**DATA SHOWN**

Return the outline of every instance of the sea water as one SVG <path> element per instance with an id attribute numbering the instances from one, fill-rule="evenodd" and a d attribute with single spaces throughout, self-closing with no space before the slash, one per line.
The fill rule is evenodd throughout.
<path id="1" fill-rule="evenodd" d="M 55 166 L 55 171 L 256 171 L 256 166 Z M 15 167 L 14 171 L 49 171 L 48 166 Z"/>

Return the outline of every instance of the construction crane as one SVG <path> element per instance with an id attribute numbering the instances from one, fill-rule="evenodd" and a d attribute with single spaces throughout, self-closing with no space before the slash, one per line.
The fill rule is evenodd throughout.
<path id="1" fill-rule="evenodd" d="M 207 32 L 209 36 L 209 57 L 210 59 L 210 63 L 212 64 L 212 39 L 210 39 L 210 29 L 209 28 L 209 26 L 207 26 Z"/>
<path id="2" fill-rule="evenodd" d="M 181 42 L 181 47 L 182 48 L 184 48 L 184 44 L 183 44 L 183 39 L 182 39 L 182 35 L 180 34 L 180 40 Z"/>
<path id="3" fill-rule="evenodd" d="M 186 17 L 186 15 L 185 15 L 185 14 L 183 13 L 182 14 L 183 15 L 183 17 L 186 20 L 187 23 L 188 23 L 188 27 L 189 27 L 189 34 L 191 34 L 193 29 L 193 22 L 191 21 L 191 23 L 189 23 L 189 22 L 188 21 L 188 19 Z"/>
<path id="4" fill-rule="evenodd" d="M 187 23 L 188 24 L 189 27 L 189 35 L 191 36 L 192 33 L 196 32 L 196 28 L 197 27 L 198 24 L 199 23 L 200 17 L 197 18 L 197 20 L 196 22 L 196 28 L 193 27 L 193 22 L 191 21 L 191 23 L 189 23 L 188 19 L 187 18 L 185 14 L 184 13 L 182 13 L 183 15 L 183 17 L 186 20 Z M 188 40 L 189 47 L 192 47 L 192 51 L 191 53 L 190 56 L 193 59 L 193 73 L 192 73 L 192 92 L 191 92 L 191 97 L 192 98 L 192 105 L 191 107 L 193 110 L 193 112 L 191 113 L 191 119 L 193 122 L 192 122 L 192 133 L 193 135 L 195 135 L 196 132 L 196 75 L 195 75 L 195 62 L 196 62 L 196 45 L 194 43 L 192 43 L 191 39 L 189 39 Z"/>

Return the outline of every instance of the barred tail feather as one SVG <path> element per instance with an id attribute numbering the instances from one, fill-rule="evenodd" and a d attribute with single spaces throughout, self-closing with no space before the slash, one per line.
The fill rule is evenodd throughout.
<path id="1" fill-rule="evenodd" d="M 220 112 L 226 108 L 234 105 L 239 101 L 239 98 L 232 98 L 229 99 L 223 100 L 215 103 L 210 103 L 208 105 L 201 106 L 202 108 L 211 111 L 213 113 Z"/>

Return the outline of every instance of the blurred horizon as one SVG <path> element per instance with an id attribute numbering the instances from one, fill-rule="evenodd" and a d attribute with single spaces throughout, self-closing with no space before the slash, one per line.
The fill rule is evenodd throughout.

**WHAT IS NEEDED**
Rewrite the lines from the one containing "Return the outline of every instance of the barred" through the one containing "220 112 L 226", inclusive, replacing "barred tail feather" with "striped tail feather" and leaving everything else unchanged. Return only those lines.

**COMPLETE OUTPUT**
Return the outline of every instance of the striped tail feather as one SVG <path> element per instance with an id attribute numbering the instances from one, fill-rule="evenodd" and a d attribute with single spaces throughout, self-closing with no space before the slash, one per line.
The fill rule is evenodd throughout.
<path id="1" fill-rule="evenodd" d="M 220 112 L 226 108 L 234 105 L 239 101 L 239 98 L 232 98 L 229 99 L 223 100 L 215 103 L 210 103 L 208 105 L 201 106 L 202 108 L 211 111 L 213 113 Z"/>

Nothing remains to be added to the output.